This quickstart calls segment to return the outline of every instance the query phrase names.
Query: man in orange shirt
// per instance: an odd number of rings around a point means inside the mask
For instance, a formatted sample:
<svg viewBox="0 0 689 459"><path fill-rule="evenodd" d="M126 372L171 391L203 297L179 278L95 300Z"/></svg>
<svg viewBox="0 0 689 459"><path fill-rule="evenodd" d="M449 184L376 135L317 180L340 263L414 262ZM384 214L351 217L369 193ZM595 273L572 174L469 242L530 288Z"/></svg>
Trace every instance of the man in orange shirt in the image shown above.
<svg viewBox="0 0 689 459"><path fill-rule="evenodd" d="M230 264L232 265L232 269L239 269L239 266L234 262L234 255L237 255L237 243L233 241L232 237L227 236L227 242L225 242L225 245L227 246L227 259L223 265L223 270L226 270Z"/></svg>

#### [SHORT EXERCISE]
How many lines in the rows above contain the word "every"? Reply with the number alone.

#### [EXPECTED ANSWER]
2